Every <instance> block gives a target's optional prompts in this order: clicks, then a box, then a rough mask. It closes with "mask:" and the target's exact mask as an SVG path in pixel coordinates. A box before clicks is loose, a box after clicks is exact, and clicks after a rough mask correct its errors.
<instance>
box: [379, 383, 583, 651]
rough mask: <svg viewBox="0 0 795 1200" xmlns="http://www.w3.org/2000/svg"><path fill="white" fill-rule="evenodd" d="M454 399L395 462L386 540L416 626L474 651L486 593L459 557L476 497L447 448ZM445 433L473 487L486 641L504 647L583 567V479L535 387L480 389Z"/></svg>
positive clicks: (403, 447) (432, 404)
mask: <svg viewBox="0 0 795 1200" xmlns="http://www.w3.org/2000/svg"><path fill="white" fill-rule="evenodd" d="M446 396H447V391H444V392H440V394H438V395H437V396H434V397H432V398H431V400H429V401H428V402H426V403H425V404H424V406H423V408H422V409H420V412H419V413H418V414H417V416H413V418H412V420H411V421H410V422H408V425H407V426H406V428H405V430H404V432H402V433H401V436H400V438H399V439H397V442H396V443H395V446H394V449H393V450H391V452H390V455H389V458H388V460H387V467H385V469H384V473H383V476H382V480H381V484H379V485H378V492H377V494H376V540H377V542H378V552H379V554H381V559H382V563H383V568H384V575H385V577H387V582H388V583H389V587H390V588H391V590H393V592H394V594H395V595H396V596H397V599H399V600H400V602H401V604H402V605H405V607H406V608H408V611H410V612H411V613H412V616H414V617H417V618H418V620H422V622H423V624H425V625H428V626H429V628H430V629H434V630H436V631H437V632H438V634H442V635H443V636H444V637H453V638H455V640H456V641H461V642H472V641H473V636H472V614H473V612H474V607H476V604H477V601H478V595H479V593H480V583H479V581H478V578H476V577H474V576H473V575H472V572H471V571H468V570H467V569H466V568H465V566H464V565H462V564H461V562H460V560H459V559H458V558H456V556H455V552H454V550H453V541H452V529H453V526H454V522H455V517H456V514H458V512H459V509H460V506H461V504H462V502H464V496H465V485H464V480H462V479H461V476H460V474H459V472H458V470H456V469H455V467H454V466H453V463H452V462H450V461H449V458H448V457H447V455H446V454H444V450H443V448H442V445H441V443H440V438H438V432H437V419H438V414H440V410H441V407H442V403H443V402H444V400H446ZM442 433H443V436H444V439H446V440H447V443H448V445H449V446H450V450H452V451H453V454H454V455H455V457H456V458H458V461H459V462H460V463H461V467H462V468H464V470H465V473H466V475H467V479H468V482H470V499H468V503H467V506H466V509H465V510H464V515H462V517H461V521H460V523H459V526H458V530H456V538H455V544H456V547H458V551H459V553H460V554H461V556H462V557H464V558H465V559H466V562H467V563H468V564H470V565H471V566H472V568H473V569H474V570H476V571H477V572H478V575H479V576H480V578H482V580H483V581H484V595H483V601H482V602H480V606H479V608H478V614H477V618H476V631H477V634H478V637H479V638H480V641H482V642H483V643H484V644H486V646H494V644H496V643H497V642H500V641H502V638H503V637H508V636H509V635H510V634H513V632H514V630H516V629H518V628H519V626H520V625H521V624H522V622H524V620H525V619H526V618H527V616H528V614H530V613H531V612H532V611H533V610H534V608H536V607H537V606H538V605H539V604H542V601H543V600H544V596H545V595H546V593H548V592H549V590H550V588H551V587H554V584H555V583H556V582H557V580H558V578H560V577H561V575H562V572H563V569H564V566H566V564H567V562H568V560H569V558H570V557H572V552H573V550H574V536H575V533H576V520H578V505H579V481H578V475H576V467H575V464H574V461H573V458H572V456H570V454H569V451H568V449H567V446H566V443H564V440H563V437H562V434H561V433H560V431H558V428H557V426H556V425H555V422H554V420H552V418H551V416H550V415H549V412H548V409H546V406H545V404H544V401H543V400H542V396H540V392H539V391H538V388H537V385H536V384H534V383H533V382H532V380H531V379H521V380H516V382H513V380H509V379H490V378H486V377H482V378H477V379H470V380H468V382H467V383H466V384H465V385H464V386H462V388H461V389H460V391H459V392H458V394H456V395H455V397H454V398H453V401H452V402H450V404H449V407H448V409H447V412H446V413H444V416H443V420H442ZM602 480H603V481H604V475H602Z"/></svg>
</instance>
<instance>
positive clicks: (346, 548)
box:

======

▶ ACTIVITY:
The output is every entry, printed exactly as it reads.

▶ ANSWER TO THE PROBLEM:
Every <instance> block gives a target's optional prompts in this order: clicks, then a box, then a rough mask. It closes with "mask:" and the target's exact mask as an SVG path in pixel coordinates. A box before clicks is loose, a box after clicks is exact, and clicks after a rough mask correct its errors.
<instance>
box: [379, 383, 583, 651]
rough mask: <svg viewBox="0 0 795 1200" xmlns="http://www.w3.org/2000/svg"><path fill="white" fill-rule="evenodd" d="M454 399L395 462L386 540L416 626L474 651L486 593L459 557L476 497L447 448ZM445 433L473 487L486 641L504 647L583 567V479L535 387L480 389Z"/></svg>
positive clicks: (403, 447) (432, 404)
mask: <svg viewBox="0 0 795 1200" xmlns="http://www.w3.org/2000/svg"><path fill="white" fill-rule="evenodd" d="M446 396H447V391H444V392H440V394H438V395H437V396H434V397H432V398H431V400H429V401H428V402H426V403H425V404H424V406H423V408H422V409H420V412H419V413H418V414H417V416H413V418H412V420H411V421H410V422H408V425H407V426H406V428H405V430H404V432H402V433H401V436H400V438H399V439H397V442H396V443H395V446H394V449H393V450H391V452H390V455H389V458H388V460H387V467H385V469H384V473H383V476H382V480H381V484H379V485H378V492H377V494H376V540H377V542H378V552H379V554H381V559H382V563H383V568H384V575H385V577H387V582H388V583H389V587H390V588H391V590H393V592H394V594H395V595H396V596H397V599H399V600H400V602H401V604H402V605H405V607H406V608H408V611H410V612H411V613H412V616H414V617H417V618H418V620H422V622H423V624H425V625H428V626H429V628H430V629H434V630H436V631H437V632H438V634H442V635H443V636H444V637H453V638H455V640H456V641H461V642H472V641H473V636H472V614H473V612H474V607H476V604H477V601H478V595H479V593H480V583H479V581H478V578H476V577H474V576H473V575H472V572H471V571H468V570H467V569H466V568H465V566H464V565H462V564H461V562H460V560H459V559H458V558H456V556H455V552H454V550H453V541H452V529H453V526H454V522H455V517H456V514H458V512H459V509H460V506H461V504H462V502H464V496H465V485H464V480H462V479H461V476H460V474H459V472H458V470H456V469H455V467H454V466H453V463H452V462H450V461H449V458H448V457H447V455H446V454H444V450H443V448H442V445H441V443H440V438H438V432H437V419H438V414H440V410H441V407H442V403H443V402H444V400H446ZM442 433H443V436H444V439H446V440H447V443H448V445H449V446H450V450H452V451H453V454H454V455H455V457H456V458H458V461H459V462H460V463H461V467H462V468H464V470H465V473H466V475H467V479H468V482H470V499H468V503H467V506H466V509H465V510H464V515H462V517H461V521H460V523H459V526H458V530H456V538H455V544H456V547H458V551H459V553H460V554H461V556H462V557H464V558H465V559H466V562H467V563H468V564H470V565H471V566H472V568H473V569H474V570H476V571H477V572H478V575H479V576H480V578H482V580H483V581H484V595H483V601H482V602H480V606H479V608H478V614H477V618H476V631H477V634H478V637H479V638H480V641H482V642H483V643H484V644H486V646H494V644H496V643H497V642H500V641H502V638H503V637H508V636H509V635H510V634H513V632H514V630H516V629H518V628H519V626H520V625H521V624H522V622H524V620H525V619H526V618H527V616H528V614H530V613H531V612H532V611H533V610H534V608H536V607H537V606H538V605H539V604H542V601H543V600H544V596H545V595H546V593H548V592H549V590H550V588H551V587H554V584H555V583H556V582H557V580H558V578H560V577H561V575H562V572H563V569H564V566H566V564H567V562H568V560H569V558H570V557H572V552H573V550H574V536H575V533H576V520H578V505H579V481H578V475H576V467H575V464H574V461H573V458H572V456H570V454H569V451H568V449H567V446H566V443H564V440H563V437H562V434H561V433H560V431H558V428H557V426H556V425H555V422H554V420H552V418H551V416H550V415H549V412H548V409H546V406H545V404H544V401H543V400H542V396H540V392H539V391H538V388H537V385H536V384H534V383H533V382H532V380H531V379H521V380H516V382H513V380H509V379H490V378H486V377H482V378H477V379H470V380H468V382H467V383H466V384H465V385H464V386H462V388H461V389H460V391H459V392H458V394H456V395H455V397H454V398H453V401H452V402H450V404H449V407H448V409H447V412H446V413H444V416H443V420H442ZM602 480H603V481H604V475H602Z"/></svg>
</instance>
<instance>
positive clicks: (346, 548)
box:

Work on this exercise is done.